## SET EXERCISE A
Rewrite the Axis Football 19 review starting at "MSRP: $30 USD" and ending at "2 player (local)", replacing "gridiron football" with "American football".
## SET EXERCISE B
List every platform the Axis Football 19 review gives for the game.

## DOCUMENT EXTRACT
+ + + + + + +

Overall Impression : D+
Improved Franchise; not-so-improved gameplay

Axis Football 19 - cover

Developer:
Axis Games

Platforms:
PC < (via Steam),
XBox One (via XBox Live digital download),
PlayStation 4 (via PSN digital download).
(< indicates platform(s) I played for review)

MSRP: $30 USD

Original release date:
27 September 2019 (Steam & XBox One),
[PS4 release due VERY SOON]

Genre:
sports, gridiron football

ESRB Rating: E (for Everyone)

Player(s):
1 or 2 player (local)

Official site:
axisleague.com/

Well, the football video game price wars have apparently begun. Unfortunately, however, the prices are not shifting in the direction I'd like. Instead of EA being forced by competition to drop the price of Madden to something reasonable, like $30 (as they had to do in 2004 to compete with ESPN NFL 2k5's budget price of $20), both Maximum Football 19 and Axis Football 19 have upped their price from $20 (in 2018) to $30 (in 2019). I've already complained that Maximum has shifted its retail price out of the budget indie tier and into the middle-market (or "double-A" tier), and that Maximum isn't quite up to the level of quality that I might expect from a title at that price.

Axis Football doesn't feel quite as over-priced, as it was a much more feature-complete product to begin with (and remains a more feature-complete product this year, despite Maximum's new dynasty mode). That being said, I don't feel that Axis is improved enough to warrant a 50% jump in price.

Whereas Maximum focused on adding a much-needed dynasty mode in order to prop up its mediocre-at-best on-field gameplay (and moderately succeeds in that regard), Axis already had a working Franchise mode. What Axis needed was to improve its on-field gameplay. ...But they kinda didn't... Like, not at all...

Same as last year?

I was optimistic about Maximum Football and Axis Football because I expected them to make significant improvements to on-field gameplay from year-to-year -- something that EA has consistently failed to do with Madden over the last ten-to-fifteen years. So to see both of these indie games play virtually identical to last year's counterparts is very disappointing and has substantially deflated my initial optimism.

My excitement for the potential improvement of Maximum and Axis has been deflated
by both games releasing with virtually identical on-field gameplay compared to last year.

If you read the gameplay section of last year's review, then you pretty much know how this yea'rs game plays. Axis Football 19 still has much of the same rigid and robotic player animations. The locomotion system is terrible and allows runners to cut and turn on a dime. Defensive players still frequently stand in place. Deep zone coverage is still atrocious. The CPU still never defends 2-point conversion attempts. Receivers still lack varied or convincing catch animations, and defenders similarly lack pass defense animations. Blocking and tackle interactions can still be triggered with players who are not in physical contact with each other. I can still run my defensive end around offensive tackles, unblocked, for free sacks.

Some football rules are also still wrong or not implemented at all. Axis might as well just end games in ties if they can't implement a working overtime ruleset. I can still exploit kicking kickoffs out of bounds without penalty in order to pin opposing offenses deep. There's no fair catch. I can't motion receivers before the snap to see if the defense is in man or zone coverage.

The developers failed to address many of the problems that plagued last year's game --
such as poor deep zone coverage [LEFT] and the ability to easily run around offensive tackles [RIGHT].

+ + + + + + +

## AVAILABLE DATA
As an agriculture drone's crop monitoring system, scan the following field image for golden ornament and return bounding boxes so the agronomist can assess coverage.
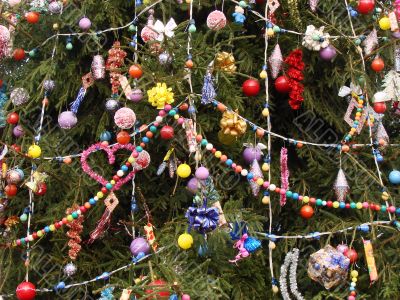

+ + + + + + +

## COMPLETE OUTPUT A
MSRP: $30 USD

Original release date:
27 September 2019 (Steam & XBox One),
[PS4 release due VERY SOON]

Genre:
sports, American football

ESRB Rating: E (for Everyone)

Player(s):
1 or 2 player (local)

## COMPLETE OUTPUT B
PC (via Steam)
XBox One (via XBox Live digital download)
PlayStation 4 (via PSN digital download)